Source text:
== Segment start ==
Colleges and universities are inherently siloed along many dimensions (disciplinary lines, between teaching and scholarly work), but the silos that isolate equity work are even greater. The causes of this are numerous – e.g., the perception of equity work as outside the core mission of institutions, the late insertion of equity offices and titles into existing structures – but regardless of the origins, the consequence is that the siloes serve to disempower equity work and equity allies. Learning how to de-silo equity work and to connect across silos when de-siloing isn’t possible is necessary to achieve our goals. In this workshop, participants stepped through a design framework that paired individual reflection with broader conversation to define the present-day “business as usual” state, imagined a future “alternative paradigm” where equity work is interconnected and integrated, and finally explored how to transition from the present to the future by planning for an impactful intervention.

April Belback – Director of Undergraduate Advising and Mentoring, University of Pittsburgh

Heidi Elmendorf – Director, Hub for Equity in Education; Associate Professor of Biology, Georgetown University

Randy Bass – Vice President for Strategic Education Initiatives, Georgetown University

In this session, participants were guided through the development of a culturally engaged, inclusive advising toolkit in order to highlight the opportunities and challenges that come with “leading from the middle.” As part of this workshop, participants engaged in discussions about how DEI campus projects can be successfully developed, implemented, and assessed. In this way, participants carefully examined what goes into designing and implementing a DEI initiative in a highly decentralized organizational ecosystem.
== Segment end ==
Task instructions:
1) In the workshop descriptions, which university is April Belback listed with?
2) List every person named in the workshop descriptions.
3) Write out the part of the workshop descriptions between "In this session, participants" and "decentralized organizational ecosystem.", inclusive.

Available data:
== Segment start ==
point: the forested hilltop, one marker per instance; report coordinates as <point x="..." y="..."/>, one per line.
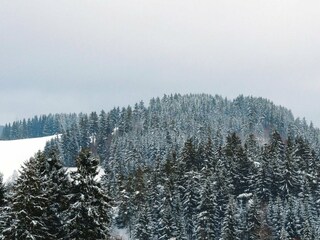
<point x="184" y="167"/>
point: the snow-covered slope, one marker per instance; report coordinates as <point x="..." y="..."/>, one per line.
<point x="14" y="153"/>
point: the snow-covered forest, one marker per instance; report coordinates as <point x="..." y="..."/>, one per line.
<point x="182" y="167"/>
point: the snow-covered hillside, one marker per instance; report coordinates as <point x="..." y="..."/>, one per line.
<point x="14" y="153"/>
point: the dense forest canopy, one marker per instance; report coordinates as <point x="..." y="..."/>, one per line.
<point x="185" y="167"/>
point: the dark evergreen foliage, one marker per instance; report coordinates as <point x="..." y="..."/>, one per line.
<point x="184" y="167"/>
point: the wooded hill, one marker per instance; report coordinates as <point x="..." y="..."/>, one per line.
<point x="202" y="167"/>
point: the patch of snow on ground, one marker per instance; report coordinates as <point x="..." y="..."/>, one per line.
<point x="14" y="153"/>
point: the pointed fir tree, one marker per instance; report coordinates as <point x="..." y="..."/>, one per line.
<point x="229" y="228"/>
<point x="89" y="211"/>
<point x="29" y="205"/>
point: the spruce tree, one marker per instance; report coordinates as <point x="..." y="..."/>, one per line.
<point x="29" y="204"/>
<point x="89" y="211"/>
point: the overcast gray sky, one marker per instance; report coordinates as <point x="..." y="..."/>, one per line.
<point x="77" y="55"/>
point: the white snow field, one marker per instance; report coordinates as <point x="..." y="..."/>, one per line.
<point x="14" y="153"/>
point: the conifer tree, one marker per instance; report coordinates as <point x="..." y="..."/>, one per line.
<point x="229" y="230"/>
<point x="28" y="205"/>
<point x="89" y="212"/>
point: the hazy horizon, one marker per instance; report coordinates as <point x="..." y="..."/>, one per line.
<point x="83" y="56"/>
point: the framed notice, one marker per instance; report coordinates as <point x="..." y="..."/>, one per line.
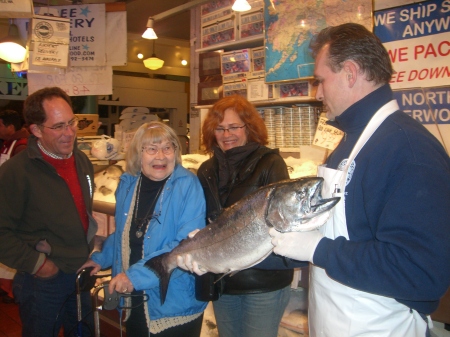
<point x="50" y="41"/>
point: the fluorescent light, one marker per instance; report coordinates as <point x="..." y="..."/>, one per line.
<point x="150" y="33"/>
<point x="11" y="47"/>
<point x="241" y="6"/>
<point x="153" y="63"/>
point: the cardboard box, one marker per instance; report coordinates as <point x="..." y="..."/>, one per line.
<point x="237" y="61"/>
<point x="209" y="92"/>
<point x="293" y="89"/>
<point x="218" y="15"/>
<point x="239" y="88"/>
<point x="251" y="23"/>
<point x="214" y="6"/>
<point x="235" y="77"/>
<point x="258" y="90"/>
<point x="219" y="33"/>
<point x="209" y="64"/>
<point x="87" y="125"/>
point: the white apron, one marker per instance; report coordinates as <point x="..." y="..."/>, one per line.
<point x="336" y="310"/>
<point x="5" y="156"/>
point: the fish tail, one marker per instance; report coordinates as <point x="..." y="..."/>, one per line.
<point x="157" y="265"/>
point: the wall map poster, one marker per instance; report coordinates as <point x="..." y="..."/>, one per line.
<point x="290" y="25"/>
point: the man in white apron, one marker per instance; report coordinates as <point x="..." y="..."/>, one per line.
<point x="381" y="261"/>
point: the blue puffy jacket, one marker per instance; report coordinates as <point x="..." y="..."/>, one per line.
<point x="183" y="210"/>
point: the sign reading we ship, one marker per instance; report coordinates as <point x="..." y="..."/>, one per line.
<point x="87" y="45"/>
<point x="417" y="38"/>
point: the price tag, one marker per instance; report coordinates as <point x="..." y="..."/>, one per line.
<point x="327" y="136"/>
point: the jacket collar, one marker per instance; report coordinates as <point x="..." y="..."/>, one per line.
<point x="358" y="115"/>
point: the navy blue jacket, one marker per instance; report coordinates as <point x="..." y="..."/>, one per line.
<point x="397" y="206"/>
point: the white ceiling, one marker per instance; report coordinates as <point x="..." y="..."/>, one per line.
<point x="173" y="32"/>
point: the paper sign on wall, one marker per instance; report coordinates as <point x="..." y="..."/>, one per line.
== Segment end ==
Results for each task:
1) University of Pittsburgh

2)
April Belback
Heidi Elmendorf
Randy Bass

3)
In this session, participants were guided through the development of a culturally engaged, inclusive advising toolkit in order to highlight the opportunities and challenges that come with “leading from the middle.” As part of this workshop, participants engaged in discussions about how DEI campus projects can be successfully developed, implemented, and assessed. In this way, participants carefully examined what goes into designing and implementing a DEI initiative in a highly decentralized organizational ecosystem.